##### RECORDS SUPPLIED #####
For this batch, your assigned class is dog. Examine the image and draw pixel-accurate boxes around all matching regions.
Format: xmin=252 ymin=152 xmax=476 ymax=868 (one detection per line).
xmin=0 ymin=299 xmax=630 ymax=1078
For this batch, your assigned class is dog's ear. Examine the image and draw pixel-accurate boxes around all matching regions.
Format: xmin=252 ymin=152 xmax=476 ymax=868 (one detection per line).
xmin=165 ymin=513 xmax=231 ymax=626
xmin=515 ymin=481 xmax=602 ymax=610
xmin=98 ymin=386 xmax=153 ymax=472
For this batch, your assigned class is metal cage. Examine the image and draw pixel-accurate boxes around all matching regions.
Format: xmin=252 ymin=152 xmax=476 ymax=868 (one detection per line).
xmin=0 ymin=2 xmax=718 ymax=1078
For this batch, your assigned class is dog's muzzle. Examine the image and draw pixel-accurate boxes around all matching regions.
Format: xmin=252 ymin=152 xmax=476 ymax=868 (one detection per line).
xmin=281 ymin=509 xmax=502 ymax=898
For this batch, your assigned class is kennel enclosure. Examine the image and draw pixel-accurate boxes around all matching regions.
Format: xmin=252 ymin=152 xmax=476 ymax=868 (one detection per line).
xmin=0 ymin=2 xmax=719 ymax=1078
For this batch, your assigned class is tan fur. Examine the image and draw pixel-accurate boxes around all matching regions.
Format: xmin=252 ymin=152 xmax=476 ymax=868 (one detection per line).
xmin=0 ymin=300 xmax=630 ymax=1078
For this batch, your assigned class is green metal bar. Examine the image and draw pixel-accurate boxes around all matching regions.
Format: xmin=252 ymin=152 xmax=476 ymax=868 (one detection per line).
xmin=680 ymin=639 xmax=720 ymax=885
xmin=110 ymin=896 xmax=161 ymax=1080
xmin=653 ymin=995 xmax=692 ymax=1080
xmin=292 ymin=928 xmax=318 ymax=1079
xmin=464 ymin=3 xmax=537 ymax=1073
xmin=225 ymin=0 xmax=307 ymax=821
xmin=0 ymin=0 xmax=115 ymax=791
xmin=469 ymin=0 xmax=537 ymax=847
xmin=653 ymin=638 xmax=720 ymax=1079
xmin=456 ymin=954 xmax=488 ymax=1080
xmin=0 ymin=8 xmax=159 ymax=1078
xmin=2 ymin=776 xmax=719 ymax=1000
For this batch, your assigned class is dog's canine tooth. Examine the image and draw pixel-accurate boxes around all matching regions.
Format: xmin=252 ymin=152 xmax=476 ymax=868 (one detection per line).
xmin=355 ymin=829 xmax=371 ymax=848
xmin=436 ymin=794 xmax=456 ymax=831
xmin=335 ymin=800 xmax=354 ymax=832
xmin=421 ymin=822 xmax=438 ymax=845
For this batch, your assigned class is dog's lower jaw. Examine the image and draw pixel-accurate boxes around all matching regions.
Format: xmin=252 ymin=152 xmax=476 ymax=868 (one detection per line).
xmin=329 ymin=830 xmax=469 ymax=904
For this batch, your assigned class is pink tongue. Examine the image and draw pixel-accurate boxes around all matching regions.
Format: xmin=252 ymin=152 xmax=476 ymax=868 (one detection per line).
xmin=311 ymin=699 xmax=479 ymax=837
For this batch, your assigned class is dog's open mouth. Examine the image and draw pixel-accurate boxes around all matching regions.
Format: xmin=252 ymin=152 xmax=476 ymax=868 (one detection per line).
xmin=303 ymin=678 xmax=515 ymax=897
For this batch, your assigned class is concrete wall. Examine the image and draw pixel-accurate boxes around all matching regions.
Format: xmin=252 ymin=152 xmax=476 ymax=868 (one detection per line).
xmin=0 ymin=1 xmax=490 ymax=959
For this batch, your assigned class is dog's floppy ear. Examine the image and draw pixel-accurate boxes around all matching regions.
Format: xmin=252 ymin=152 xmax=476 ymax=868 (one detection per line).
#####
WHAT THIS TASK INVOLVES: Reproduce the material exactly. Every line must match.

RESULT OF THE TASK:
For this batch, your assigned class is dog. Examine the image and draw pixel-accurate boxes around all matching regions.
Format: xmin=252 ymin=152 xmax=476 ymax=868 (one detection per line).
xmin=0 ymin=299 xmax=630 ymax=1078
For this batch, your assigned class is dog's ear. Examine the image and draw pixel-accurate boxes around all matching regions.
Format: xmin=252 ymin=152 xmax=476 ymax=868 (one detection per line).
xmin=165 ymin=513 xmax=231 ymax=626
xmin=515 ymin=481 xmax=602 ymax=610
xmin=98 ymin=386 xmax=153 ymax=472
For this batch, your assigned class is metal cage. Examine the image and draw pixel-accurate boxes around all matching regions.
Format: xmin=252 ymin=152 xmax=476 ymax=868 (one detection per line).
xmin=0 ymin=2 xmax=718 ymax=1078
For this batch, your assigned class is dog's muzzle. Examine the image and draw pixel-accurate boxes around all matching regions.
Format: xmin=252 ymin=152 xmax=476 ymax=868 (one detection per line).
xmin=281 ymin=509 xmax=502 ymax=898
For this batch, your assigned class is kennel enclosure. Examine the image and draw pixel-accurate boxes around all matching regions.
Format: xmin=252 ymin=152 xmax=476 ymax=868 (one detection per line).
xmin=0 ymin=2 xmax=719 ymax=1078
For this batch, your assigned class is tan fur. Examine the image and draw pixel-accurate boxes around all matching regions.
Format: xmin=252 ymin=152 xmax=476 ymax=868 (one detection per line).
xmin=0 ymin=300 xmax=630 ymax=1078
For this batch, your assigned class is green metal bar. Examine the image and draw pixel-accurate boxes around all matching regions.
Format: xmin=252 ymin=152 xmax=476 ymax=868 (one detection per line).
xmin=680 ymin=639 xmax=720 ymax=885
xmin=110 ymin=896 xmax=161 ymax=1080
xmin=653 ymin=995 xmax=692 ymax=1080
xmin=292 ymin=928 xmax=318 ymax=1079
xmin=464 ymin=3 xmax=537 ymax=1073
xmin=225 ymin=0 xmax=307 ymax=821
xmin=0 ymin=0 xmax=115 ymax=791
xmin=469 ymin=0 xmax=537 ymax=847
xmin=653 ymin=638 xmax=720 ymax=1079
xmin=456 ymin=954 xmax=488 ymax=1080
xmin=0 ymin=8 xmax=159 ymax=1078
xmin=2 ymin=776 xmax=719 ymax=1000
For this batch, your assigned class is dog's canine tooth. Examine the image and draw pixel-accurate boxes around all matching regions.
Format: xmin=252 ymin=152 xmax=476 ymax=868 (one detection per line).
xmin=355 ymin=829 xmax=371 ymax=848
xmin=436 ymin=794 xmax=456 ymax=831
xmin=335 ymin=800 xmax=354 ymax=832
xmin=421 ymin=822 xmax=438 ymax=845
For this batch, your assigned class is dog's lower jaw. Examine the image and draw pixel-accurate boxes around all matching regions.
Format: xmin=252 ymin=152 xmax=476 ymax=868 (one detection per line).
xmin=329 ymin=830 xmax=469 ymax=904
For this batch, your assigned class is pink tongue. Examine the image and draw pixel-accurate boxes around all matching regions.
Format: xmin=252 ymin=152 xmax=476 ymax=868 (one detection per line).
xmin=311 ymin=699 xmax=479 ymax=837
For this batch, your assigned class is dog's open mouth. Examine the image and draw pixel-accurate boxes around all matching regions.
Format: xmin=252 ymin=152 xmax=476 ymax=868 (one detection per line).
xmin=303 ymin=678 xmax=515 ymax=897
For this batch, your assigned class is concrete wall. Examine the image and draw pixel-accurate boxes around all matching regions.
Format: xmin=252 ymin=152 xmax=476 ymax=868 (one detection per line).
xmin=0 ymin=1 xmax=490 ymax=959
For this batch, your assigned class is dog's floppy ear. Examine the image and draw pixel-accurate boxes around all matching regions.
Format: xmin=252 ymin=152 xmax=476 ymax=868 (one detection per line).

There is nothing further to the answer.